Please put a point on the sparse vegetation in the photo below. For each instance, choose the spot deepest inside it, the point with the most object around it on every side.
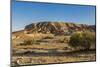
(82, 39)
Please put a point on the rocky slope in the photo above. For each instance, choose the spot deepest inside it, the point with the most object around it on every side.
(57, 27)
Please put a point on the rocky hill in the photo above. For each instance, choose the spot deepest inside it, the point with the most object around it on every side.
(57, 27)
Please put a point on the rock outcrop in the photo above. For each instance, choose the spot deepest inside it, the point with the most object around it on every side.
(57, 27)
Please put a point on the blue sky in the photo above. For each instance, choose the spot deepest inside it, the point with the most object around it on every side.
(24, 13)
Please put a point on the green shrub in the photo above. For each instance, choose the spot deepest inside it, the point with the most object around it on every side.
(64, 40)
(27, 42)
(82, 39)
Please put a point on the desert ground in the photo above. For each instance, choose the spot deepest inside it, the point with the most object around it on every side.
(38, 48)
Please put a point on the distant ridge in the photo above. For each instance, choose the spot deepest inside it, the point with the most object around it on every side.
(57, 27)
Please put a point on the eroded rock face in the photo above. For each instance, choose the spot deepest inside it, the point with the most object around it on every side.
(57, 27)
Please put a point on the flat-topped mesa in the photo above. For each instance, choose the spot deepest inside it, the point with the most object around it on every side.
(55, 27)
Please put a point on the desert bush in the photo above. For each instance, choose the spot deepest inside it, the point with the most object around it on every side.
(48, 37)
(64, 40)
(82, 39)
(27, 42)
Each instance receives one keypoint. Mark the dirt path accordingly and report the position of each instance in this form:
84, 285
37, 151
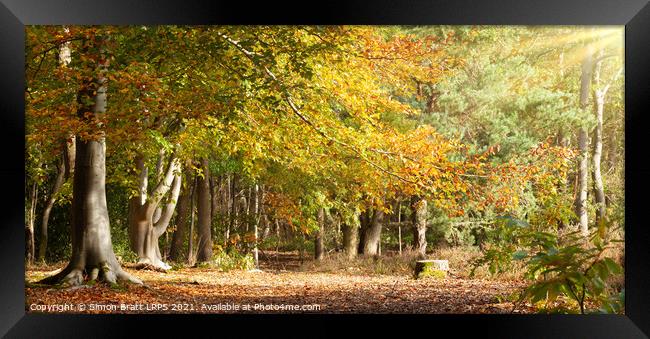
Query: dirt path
275, 289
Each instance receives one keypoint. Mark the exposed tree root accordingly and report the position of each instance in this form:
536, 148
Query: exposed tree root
153, 265
73, 276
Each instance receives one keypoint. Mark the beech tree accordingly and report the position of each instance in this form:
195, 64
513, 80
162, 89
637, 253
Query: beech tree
92, 250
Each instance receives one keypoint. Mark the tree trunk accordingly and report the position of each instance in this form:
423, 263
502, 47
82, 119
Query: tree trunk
92, 250
350, 240
147, 219
364, 224
372, 234
399, 226
597, 157
419, 207
29, 226
181, 224
58, 182
204, 222
583, 144
256, 226
190, 241
318, 241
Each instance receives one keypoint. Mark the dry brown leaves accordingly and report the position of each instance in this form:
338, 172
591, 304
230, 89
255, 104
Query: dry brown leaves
203, 290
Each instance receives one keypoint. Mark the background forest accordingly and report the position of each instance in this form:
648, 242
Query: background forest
347, 150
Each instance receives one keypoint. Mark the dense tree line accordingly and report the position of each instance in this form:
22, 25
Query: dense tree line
220, 139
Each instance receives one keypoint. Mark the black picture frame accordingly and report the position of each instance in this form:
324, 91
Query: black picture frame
634, 14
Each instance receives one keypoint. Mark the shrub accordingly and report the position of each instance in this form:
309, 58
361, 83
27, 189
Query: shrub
568, 273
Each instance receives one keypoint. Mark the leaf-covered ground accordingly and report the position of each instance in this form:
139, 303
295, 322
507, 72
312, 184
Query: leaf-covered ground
274, 289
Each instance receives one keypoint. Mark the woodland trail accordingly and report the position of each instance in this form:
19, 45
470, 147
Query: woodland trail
276, 289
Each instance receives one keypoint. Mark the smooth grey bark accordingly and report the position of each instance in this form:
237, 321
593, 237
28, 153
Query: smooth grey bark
319, 248
175, 252
419, 216
92, 250
190, 241
256, 226
29, 226
350, 239
148, 220
58, 182
64, 168
364, 223
599, 99
583, 144
372, 234
203, 210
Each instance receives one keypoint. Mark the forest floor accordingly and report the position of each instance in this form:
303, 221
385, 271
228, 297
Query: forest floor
281, 286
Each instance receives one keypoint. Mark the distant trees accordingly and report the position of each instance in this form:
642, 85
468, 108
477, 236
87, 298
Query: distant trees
214, 132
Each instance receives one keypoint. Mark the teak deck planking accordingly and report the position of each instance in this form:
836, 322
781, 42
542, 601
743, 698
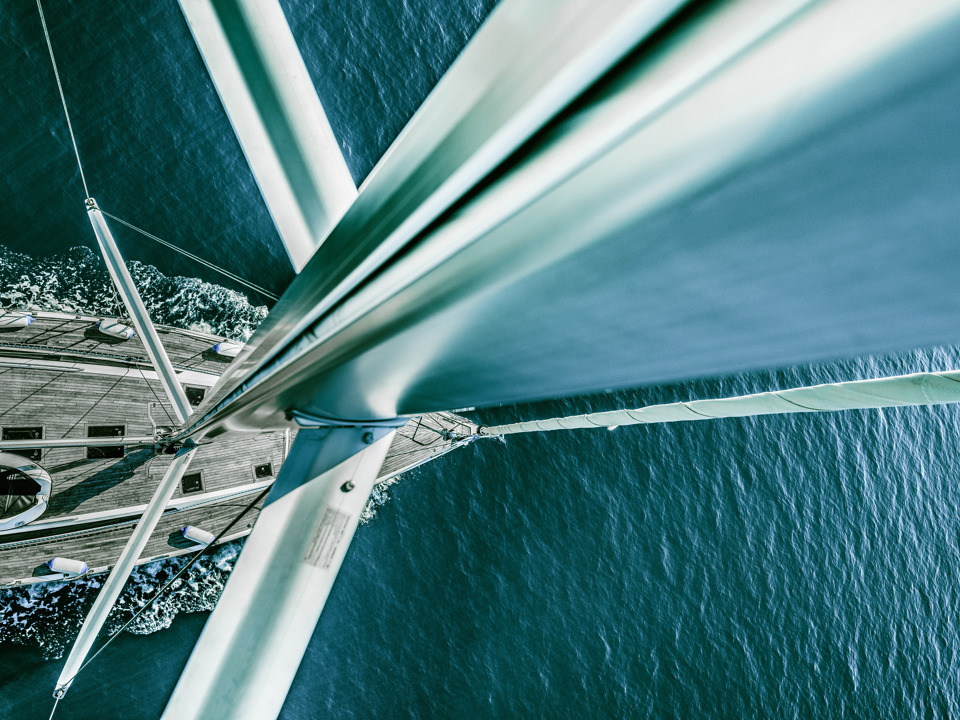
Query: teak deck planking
65, 404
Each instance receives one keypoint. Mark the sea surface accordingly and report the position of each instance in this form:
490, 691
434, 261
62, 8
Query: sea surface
783, 566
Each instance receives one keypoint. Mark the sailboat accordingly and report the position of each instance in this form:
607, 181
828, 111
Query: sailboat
594, 196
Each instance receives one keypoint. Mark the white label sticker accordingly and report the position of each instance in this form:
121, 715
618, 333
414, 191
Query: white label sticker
327, 538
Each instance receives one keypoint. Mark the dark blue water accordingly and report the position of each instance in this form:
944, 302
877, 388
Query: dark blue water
802, 566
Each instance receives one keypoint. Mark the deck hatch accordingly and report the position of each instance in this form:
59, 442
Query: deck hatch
24, 433
109, 451
191, 482
195, 394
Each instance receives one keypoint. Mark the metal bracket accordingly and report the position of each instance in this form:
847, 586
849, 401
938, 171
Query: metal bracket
322, 444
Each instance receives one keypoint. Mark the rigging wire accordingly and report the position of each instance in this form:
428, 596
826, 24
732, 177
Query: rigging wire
168, 585
235, 278
63, 100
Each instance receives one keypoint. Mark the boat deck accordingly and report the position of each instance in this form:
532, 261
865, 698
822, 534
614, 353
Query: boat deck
61, 377
77, 338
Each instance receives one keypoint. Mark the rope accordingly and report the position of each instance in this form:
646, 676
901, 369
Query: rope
245, 283
170, 583
63, 100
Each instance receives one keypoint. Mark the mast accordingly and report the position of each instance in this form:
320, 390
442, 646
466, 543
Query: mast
251, 646
138, 313
271, 102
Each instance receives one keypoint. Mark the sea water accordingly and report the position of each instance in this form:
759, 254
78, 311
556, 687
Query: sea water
789, 566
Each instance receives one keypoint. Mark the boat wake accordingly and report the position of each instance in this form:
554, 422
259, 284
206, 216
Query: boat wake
48, 616
77, 282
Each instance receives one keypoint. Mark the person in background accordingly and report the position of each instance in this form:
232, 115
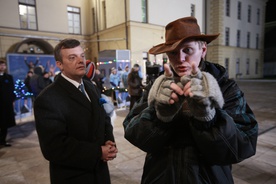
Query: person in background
114, 78
26, 108
47, 80
75, 134
124, 77
27, 81
30, 64
7, 98
135, 87
99, 80
104, 100
37, 81
195, 122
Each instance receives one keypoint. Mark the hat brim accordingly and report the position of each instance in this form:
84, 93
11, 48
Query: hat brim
163, 47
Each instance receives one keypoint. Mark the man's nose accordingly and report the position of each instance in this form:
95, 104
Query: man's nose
182, 56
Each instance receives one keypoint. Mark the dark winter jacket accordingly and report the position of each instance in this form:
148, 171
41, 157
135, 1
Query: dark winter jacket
189, 151
134, 84
7, 97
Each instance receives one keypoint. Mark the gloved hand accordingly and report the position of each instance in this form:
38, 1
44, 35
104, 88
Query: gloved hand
==========
Work instruction: Select and copy every line from the records that includes the word "gloved".

Exercise output:
Each instance receives one keypoint. Mark the gloved hand accordingly and report the position of each instance in this form:
Query: gloved hand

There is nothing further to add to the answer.